=== MATERIAL PROVIDED ===
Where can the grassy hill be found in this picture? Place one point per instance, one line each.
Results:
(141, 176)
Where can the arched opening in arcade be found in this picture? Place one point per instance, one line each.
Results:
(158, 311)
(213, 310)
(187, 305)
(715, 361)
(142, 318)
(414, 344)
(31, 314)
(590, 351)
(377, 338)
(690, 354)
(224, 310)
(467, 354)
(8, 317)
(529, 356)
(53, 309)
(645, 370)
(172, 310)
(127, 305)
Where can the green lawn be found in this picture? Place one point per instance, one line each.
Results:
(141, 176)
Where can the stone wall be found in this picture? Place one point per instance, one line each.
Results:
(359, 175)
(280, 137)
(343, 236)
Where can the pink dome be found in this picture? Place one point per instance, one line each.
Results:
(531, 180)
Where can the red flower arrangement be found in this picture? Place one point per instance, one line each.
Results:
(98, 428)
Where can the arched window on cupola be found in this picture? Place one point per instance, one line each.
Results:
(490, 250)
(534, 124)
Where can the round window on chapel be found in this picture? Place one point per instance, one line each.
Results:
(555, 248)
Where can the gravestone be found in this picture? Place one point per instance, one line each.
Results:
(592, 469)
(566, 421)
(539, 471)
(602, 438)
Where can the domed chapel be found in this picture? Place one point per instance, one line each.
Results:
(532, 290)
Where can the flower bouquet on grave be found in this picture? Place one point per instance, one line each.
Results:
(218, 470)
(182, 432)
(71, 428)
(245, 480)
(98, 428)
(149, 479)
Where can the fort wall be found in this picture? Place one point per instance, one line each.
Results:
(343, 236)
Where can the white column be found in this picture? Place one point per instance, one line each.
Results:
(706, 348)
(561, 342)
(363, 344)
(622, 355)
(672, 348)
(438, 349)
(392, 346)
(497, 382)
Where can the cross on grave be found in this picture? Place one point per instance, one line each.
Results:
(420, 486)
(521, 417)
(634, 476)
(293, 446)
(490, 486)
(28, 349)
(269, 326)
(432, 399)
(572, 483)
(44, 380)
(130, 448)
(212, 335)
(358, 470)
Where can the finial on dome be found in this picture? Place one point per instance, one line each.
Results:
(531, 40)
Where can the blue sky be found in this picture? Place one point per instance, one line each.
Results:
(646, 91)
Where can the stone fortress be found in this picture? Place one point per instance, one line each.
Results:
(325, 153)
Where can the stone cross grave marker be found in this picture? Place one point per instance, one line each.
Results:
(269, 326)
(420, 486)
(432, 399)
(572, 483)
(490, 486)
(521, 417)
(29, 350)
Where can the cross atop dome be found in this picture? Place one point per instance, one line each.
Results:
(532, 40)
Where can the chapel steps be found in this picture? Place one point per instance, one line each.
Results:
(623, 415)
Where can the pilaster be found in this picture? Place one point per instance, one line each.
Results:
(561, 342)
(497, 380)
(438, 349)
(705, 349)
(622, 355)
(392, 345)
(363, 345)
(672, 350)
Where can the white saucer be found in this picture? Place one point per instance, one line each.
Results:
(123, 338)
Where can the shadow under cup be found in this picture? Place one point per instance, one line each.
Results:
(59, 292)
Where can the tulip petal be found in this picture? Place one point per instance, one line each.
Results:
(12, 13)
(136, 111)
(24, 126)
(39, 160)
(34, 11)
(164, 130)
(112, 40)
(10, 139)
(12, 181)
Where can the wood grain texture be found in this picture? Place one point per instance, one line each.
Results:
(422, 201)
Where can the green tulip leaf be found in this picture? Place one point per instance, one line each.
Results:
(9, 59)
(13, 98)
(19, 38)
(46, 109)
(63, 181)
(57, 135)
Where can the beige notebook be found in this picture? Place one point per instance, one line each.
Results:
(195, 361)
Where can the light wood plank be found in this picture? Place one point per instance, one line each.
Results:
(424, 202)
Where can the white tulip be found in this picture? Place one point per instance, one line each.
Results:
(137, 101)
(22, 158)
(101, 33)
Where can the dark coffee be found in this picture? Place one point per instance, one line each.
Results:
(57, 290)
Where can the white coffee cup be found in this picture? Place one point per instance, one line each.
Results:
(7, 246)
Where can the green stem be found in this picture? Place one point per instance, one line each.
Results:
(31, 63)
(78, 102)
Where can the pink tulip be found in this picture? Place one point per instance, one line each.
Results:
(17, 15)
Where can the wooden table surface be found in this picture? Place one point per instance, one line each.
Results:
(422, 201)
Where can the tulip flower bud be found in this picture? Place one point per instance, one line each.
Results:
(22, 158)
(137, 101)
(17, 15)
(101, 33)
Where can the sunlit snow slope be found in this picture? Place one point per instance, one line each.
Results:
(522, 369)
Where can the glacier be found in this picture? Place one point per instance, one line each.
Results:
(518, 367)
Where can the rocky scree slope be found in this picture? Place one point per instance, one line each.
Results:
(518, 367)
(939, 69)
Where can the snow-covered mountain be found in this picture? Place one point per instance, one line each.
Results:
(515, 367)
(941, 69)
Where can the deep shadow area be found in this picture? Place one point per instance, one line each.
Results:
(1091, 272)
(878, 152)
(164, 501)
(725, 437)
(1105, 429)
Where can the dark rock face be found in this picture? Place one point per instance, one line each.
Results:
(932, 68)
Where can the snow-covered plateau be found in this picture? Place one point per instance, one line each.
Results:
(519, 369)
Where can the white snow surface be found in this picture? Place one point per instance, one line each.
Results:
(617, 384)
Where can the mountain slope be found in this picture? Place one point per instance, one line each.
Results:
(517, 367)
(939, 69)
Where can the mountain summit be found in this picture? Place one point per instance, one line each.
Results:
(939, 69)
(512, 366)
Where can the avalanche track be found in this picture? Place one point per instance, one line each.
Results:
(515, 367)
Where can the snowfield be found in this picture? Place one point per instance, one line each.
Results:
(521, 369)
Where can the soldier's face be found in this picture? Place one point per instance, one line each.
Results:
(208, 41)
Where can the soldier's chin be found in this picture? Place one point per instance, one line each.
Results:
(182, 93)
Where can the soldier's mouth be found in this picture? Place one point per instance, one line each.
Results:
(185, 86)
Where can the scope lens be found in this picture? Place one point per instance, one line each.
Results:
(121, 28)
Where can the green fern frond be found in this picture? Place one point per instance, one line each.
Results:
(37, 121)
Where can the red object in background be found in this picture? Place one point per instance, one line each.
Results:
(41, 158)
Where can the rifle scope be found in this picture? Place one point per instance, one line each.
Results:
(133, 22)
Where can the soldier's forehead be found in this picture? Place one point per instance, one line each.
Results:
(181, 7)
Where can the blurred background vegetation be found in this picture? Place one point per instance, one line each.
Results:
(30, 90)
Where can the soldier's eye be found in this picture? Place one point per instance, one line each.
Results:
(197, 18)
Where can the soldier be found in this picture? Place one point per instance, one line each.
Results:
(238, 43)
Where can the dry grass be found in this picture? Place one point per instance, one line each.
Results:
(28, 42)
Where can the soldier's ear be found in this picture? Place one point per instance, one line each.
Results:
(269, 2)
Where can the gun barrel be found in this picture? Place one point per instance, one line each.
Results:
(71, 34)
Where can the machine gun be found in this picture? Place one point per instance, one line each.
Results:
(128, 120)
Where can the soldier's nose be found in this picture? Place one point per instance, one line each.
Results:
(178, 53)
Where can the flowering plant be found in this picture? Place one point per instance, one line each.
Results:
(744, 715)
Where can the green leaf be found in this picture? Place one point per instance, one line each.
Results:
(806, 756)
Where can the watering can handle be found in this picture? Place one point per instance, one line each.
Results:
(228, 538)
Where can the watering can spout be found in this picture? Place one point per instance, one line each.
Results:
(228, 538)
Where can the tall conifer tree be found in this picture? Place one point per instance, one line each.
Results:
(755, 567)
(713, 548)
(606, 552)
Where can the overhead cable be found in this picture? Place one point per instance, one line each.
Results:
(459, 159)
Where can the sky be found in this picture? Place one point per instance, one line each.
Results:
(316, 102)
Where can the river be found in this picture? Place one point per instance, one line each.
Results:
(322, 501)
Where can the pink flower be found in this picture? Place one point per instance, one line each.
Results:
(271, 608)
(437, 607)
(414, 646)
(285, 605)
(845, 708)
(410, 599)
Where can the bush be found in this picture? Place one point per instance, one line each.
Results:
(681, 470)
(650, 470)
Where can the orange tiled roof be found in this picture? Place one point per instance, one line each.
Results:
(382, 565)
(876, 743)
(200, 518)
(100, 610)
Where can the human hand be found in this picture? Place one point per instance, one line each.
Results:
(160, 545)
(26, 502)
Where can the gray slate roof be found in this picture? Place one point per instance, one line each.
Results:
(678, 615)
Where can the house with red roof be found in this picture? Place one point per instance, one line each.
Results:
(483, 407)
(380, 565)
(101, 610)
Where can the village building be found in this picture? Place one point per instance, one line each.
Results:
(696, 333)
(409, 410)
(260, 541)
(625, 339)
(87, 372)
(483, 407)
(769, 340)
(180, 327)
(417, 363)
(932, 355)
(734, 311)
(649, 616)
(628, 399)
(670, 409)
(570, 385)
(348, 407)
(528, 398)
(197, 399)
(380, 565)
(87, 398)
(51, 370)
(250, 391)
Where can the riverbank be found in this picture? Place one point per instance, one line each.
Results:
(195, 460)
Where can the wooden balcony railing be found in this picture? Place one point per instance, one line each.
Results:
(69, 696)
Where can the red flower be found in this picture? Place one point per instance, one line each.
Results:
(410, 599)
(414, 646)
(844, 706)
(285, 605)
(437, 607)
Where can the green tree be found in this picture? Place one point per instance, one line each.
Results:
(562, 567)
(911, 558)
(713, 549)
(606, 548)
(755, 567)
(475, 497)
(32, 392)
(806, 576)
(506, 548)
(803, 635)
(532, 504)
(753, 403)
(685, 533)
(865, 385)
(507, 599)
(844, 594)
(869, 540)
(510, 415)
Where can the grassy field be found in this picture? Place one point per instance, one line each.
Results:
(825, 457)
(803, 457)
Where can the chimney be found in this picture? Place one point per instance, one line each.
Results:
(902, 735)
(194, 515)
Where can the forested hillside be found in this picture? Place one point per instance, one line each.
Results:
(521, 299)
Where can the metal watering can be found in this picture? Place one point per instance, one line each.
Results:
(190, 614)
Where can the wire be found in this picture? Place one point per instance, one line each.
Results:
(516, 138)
===
Word for word, restate the lines above from the line containing "Where can the beige" through the line containing "Where can the mountain slope", with both included and nothing else.

Where can the beige notebook be found in this picture? Place one point per instance, one line each.
Results:
(195, 361)
Where can the light wood plank be found in this picture? Place one point per instance, one line each.
Results:
(424, 202)
Where can the white tulip be found in this picture? Place one point per instance, one line each.
Results:
(137, 101)
(22, 158)
(101, 33)
Where can the dark coffee be found in this picture? Place one point per instance, one line each.
Results:
(57, 290)
Where can the white coffee cup be found in this picture? Place one point per instance, one line each.
Results:
(7, 246)
Where can the green stem be found in this picture? Place one point per instance, one line each.
Results:
(31, 63)
(78, 102)
Where can the pink tulip be found in this picture? Place one point per instance, one line each.
Results:
(17, 15)
Where can the wooden table surface be found in this picture? Place one point per instance, one line each.
Results:
(422, 201)
Where can the tulip flower bud be found in this picture? Place one point per instance, one line each.
Results:
(22, 158)
(137, 101)
(17, 15)
(101, 33)
Where can the sunlit snow slope be found in this picture? Place one point per instance, one line each.
Results:
(522, 369)
Where can the glacier be found in this picture? Place one point per instance, one line each.
Results:
(518, 367)
Where can the rocky scree slope be found in this picture? Place one point per instance, one line each.
Results:
(518, 367)
(939, 69)
Where can the snow-covered mountain be found in this picture? Place one point per instance, one line each.
Results:
(515, 367)
(941, 69)
Where can the deep shadow area be found in this picture? Place one point per instance, one line each.
Results:
(1091, 272)
(878, 152)
(164, 501)
(725, 437)
(1105, 429)
Where can the dark rock face be found in this picture? Place one point per instance, one line each.
Results:
(932, 68)
Where can the snow-covered plateau be found in this picture? Place one point per instance, one line each.
Results:
(519, 369)
Where can the white snow surface be found in this picture? Place one point per instance, one line each.
Results:
(617, 384)
Where can the mountain slope be found in this picture? Place one point per instance, one line each.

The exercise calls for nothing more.